-- Start of Text section --

See the 'ignore interfaces with matching identifier' option under Settings
-> Provisioning.

I had the same problem with Docker network interfaces.

Josh

On Tue, Nov 1, 2016 at 12:06 PM, Justin Foreman <[email protected]> wrote:

> Okay, now we're getting somewhere. This is an environment with five oVirt
> nodes in two clusters.
> Cluster1: 2 nodes
> Cluster2: 3 nodes
>
> Each have a handful of VMs, some manually installed, and some provisioned
> by Foreman spanning both clusters.
>
> The oVirt nodes each appear to have maybe 10-50 nics (mostly VLAN
> interfaces and bridges for VMs). When I run the puppet agent on any of the
> three nodes in Cluster2, the Nic::Managed count shoots through the roof.
> Even if I kill the puppet agent, the count continues to rise.
>
> Here's a list of the NICs on one of the offending hosts:
>
> http://pastebin.com/DxZup68B
>
> Honestly, the NIC information for these hosts aren't very useful. As a
> temporary workaround, is there a way to exclude gathering NIC information
> during this process?
>
> Thanks!
> Justin
>
> On Tuesday, November 1, 2016 at 8:56:50 AM UTC-4, Lukas Zapletal wrote:
>>
>> Ok one minute is fine, the counters will reset in 5 minutes anyway.
>>
>> Ok, the problem is in setup_clone / setup_object_clone method which
>> creates a deep copy of each record for comparison. But I wonder how is
>> possible you have 20k calls of this clone after just 1 minute.

-- End of Text section --
-- Start of Stored records --

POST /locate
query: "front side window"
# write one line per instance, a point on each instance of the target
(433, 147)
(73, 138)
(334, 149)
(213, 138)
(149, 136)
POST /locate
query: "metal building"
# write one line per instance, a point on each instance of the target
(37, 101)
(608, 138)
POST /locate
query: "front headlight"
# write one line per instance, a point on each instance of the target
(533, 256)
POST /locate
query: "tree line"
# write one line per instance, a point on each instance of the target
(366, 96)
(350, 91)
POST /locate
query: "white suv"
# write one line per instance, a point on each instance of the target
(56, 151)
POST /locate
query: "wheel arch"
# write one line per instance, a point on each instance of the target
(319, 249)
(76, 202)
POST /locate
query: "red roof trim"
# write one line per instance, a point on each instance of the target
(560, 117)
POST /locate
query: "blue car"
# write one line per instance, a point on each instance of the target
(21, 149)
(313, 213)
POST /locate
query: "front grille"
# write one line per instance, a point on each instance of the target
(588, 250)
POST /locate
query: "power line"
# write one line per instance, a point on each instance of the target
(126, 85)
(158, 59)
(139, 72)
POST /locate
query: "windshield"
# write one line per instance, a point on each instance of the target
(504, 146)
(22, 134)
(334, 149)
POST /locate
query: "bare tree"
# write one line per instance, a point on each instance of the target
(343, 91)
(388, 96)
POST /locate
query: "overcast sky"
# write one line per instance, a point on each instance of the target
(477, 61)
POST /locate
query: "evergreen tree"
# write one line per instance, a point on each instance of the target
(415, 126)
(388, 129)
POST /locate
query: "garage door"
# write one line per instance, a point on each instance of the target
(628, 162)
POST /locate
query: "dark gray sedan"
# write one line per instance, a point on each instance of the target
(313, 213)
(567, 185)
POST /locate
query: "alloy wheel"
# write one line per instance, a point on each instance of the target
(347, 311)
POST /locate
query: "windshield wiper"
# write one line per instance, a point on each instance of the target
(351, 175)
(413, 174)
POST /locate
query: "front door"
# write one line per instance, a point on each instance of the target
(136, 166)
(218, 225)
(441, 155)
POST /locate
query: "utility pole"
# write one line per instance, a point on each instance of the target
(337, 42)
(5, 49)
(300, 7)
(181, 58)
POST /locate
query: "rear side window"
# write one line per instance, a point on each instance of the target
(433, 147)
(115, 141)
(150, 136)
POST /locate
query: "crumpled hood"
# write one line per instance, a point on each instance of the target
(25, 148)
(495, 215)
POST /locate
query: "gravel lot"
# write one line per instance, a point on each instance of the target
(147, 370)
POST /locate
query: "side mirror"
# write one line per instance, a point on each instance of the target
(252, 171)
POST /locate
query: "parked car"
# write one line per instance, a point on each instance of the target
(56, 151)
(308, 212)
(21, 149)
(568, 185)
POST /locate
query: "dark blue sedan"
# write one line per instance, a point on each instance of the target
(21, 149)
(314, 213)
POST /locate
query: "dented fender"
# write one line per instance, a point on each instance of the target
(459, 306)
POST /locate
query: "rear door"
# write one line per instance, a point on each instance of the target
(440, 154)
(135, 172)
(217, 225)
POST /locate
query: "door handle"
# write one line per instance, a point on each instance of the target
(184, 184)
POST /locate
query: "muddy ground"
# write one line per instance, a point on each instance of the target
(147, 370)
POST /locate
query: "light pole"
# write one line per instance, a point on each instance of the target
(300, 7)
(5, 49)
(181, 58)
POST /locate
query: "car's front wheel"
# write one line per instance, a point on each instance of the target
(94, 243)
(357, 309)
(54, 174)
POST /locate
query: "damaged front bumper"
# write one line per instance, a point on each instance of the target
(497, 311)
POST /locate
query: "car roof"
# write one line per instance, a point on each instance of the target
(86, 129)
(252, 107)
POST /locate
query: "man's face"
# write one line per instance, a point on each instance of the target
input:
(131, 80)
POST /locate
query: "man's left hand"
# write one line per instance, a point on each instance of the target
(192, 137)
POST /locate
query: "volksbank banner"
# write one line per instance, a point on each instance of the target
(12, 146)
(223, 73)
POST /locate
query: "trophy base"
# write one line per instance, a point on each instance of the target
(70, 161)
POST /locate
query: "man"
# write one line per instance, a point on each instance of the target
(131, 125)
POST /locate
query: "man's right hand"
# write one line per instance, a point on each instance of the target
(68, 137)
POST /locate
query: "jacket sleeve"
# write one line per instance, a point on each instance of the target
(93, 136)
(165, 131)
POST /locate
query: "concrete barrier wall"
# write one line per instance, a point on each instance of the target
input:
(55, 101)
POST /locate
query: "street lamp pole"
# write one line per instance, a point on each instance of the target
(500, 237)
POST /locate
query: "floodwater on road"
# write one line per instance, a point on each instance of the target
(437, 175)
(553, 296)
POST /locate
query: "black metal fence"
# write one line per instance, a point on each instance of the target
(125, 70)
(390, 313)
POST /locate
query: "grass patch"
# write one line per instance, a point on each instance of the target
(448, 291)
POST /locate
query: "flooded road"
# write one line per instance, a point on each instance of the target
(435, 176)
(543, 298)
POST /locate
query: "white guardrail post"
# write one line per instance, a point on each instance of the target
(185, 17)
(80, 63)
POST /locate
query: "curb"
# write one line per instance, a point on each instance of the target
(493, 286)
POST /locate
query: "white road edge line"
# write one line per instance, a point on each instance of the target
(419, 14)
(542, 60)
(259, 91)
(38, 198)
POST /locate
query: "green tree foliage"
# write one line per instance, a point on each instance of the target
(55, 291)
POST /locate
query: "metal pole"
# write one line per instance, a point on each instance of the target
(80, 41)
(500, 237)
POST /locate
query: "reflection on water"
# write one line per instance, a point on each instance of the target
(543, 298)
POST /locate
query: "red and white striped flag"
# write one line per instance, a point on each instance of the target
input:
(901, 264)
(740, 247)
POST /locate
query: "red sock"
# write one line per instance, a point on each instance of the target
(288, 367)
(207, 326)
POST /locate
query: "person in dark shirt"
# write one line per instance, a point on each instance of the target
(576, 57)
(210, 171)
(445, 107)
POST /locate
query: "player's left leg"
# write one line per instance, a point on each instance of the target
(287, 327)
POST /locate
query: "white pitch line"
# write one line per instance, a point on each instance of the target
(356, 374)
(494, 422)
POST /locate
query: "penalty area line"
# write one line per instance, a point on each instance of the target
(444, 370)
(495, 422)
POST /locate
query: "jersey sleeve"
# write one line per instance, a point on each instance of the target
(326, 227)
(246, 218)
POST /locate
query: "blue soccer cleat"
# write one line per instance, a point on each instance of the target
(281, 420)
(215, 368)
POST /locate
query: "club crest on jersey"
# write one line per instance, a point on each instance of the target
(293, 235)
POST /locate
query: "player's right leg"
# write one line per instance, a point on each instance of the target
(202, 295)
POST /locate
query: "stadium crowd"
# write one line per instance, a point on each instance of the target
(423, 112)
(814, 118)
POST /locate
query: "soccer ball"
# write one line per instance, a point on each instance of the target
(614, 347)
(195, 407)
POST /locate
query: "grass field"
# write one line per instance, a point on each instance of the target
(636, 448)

-- End of Stored records --

Jobs.
[1] Quote the part of the email thread that opens with the words containing "I had the same" and closes with "in two clusters.".
[2] Answer these questions from the email thread:
(a) How many nodes does Cluster2 have?
(b) Under which part of Settings is the option for ignoring interfaces with a matching identifier found?
(c) What does the setup_clone / setup_object_clone method create?
The records are separate material and have no connection to the email thread above.

Problem solutions.
[1]
I had the same problem with Docker network interfaces.

Josh

On Tue, Nov 1, 2016 at 12:06 PM, Justin Foreman <[email protected]> wrote:

> Okay, now we're getting somewhere. This is an environment with five oVirt
> nodes in two clusters.

[2]
(a) Cluster2 has 3 nodes.
(b) It is under Settings -> Provisioning.
(c) It creates a deep copy of each record for comparison.